#### TAREFA PROPOSTA:
Retorne, sem nenhuma alteração, o trecho do relato sobre a travessia de balsa começando em "A Chuva não" e terminando em "madeira do caminhão.".

#### PÁGINA:

Balsa? Sob a chuva, raios e trovões, meus olhos alcançaram uma verdadeira
armadilha de raios. Quatro torres de aço apontavam para o céu que desabava
sobre nossas cabeças. As torres que sustentavam as rampas de embarque pareciam
braços estendidos aos céus clamando pelos raios. A travessia seria manobrada
pelo próprio caminhoneiro e seus ajudantes. Ajudei no posicionamento da balsa
para o embarque do caminhão.
Esta
operação merecia ser filmada, mas faltou-me a ideia na hora. Com a balsa
ancorada na margem lamacenta, o caminhão executou uma manobra rápida e colocou
as rodas dianteiras sobre a balsa. Neste momento, com o peso do caminhão, a
balsa escorregou rio adentro, forçando o caminhoneiro a acelerar para concluir
a manobra de colocar todos os eixos do caminhão sobre a balsa. Depois disso,
iniciou uma arriscada manobra para posicionar o caminhão no meio da balsa e
balancear o peso para evitar tombamentos. Num movimento de pêndulo o
caminhoneiro “dançou” sobre a plataforma escorregadia até posicionar
satisfatoriamente o caminhão sobre a balsa. O próximo passo foi aproximar a
voadeira, equipada com um potente motor, para fazer a atracação e o reboque da
balsa até a outra margem.
A Chuva não
dava tréguas. Com tudo pronto, começou o embarque dos “passageiros” para
iniciar a travessia. Neste momento eu congelei. Por alguns segundos, descalço,
todo molhado, ouvindo a chuva, batendo na aba do meu boné, e os trovões, dei
dois passos e embarquei. Aqui eu esqueci, por alguns instantes, do meu medo por
águas profundas: estava apavorado com a possibilidade de ser eletrocutado no
meio da travessia. Fixei meus olhos no rastro do motor e segurei firme na
carroceria de madeira do caminhão.

#### ENTRADAS ARMAZENADAS:
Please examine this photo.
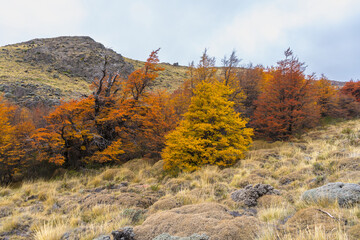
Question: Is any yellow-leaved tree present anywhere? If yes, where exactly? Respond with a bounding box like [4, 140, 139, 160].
[162, 81, 253, 174]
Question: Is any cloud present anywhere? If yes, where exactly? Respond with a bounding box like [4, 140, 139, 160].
[208, 0, 360, 64]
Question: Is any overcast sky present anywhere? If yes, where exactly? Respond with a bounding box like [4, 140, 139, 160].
[0, 0, 360, 81]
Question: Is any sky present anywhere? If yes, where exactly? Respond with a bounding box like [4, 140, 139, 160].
[0, 0, 360, 81]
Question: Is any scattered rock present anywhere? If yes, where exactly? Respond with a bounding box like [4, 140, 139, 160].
[149, 197, 181, 213]
[257, 195, 286, 208]
[111, 227, 135, 240]
[301, 182, 360, 207]
[284, 208, 340, 233]
[231, 184, 280, 207]
[348, 224, 360, 240]
[134, 203, 260, 240]
[153, 233, 209, 240]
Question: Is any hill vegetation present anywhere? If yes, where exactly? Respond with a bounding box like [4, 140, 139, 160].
[0, 37, 360, 240]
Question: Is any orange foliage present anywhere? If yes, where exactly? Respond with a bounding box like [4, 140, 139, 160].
[340, 80, 360, 102]
[0, 97, 34, 184]
[33, 50, 176, 168]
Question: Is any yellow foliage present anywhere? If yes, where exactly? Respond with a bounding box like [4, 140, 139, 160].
[162, 81, 253, 172]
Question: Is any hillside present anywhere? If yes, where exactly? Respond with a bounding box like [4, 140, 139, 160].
[0, 120, 360, 240]
[0, 37, 344, 107]
[0, 37, 133, 106]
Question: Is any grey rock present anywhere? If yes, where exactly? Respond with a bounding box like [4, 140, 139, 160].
[21, 37, 134, 82]
[301, 182, 360, 207]
[152, 233, 209, 240]
[111, 227, 135, 240]
[231, 184, 280, 207]
[93, 235, 111, 240]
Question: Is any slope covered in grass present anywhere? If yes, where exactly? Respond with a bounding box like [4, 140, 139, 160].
[0, 120, 360, 240]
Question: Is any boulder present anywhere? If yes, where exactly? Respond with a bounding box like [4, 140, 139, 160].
[231, 184, 280, 207]
[301, 182, 360, 207]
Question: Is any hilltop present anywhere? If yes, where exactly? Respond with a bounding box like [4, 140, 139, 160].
[0, 37, 344, 107]
[0, 120, 360, 240]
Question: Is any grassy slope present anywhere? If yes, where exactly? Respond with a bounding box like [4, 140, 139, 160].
[0, 44, 187, 106]
[0, 120, 360, 240]
[0, 44, 89, 100]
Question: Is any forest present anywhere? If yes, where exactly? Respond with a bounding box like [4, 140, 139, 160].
[0, 49, 360, 185]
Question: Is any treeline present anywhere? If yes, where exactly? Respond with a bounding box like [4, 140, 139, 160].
[0, 49, 360, 184]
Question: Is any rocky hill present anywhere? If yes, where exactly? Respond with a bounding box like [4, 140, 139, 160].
[0, 37, 191, 106]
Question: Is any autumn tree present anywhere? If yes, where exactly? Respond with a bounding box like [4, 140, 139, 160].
[162, 81, 253, 173]
[314, 75, 341, 117]
[33, 50, 173, 168]
[219, 51, 246, 112]
[253, 49, 320, 140]
[171, 49, 218, 119]
[0, 98, 34, 184]
[340, 80, 360, 102]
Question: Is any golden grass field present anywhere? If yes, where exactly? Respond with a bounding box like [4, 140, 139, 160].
[0, 120, 360, 240]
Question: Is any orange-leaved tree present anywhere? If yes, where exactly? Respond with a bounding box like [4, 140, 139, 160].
[340, 80, 360, 102]
[253, 49, 320, 140]
[0, 97, 34, 184]
[162, 81, 253, 174]
[314, 76, 342, 117]
[33, 50, 174, 168]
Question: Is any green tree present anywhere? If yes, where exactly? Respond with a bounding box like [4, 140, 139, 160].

#### RESPOSTA À TAREFA:
A Chuva não
dava tréguas. Com tudo pronto, começou o embarque dos “passageiros” para
iniciar a travessia. Neste momento eu congelei. Por alguns segundos, descalço,
todo molhado, ouvindo a chuva, batendo na aba do meu boné, e os trovões, dei
dois passos e embarquei. Aqui eu esqueci, por alguns instantes, do meu medo por
águas profundas: estava apavorado com a possibilidade de ser eletrocutado no
meio da travessia. Fixei meus olhos no rastro do motor e segurei firme na
carroceria de madeira do caminhão.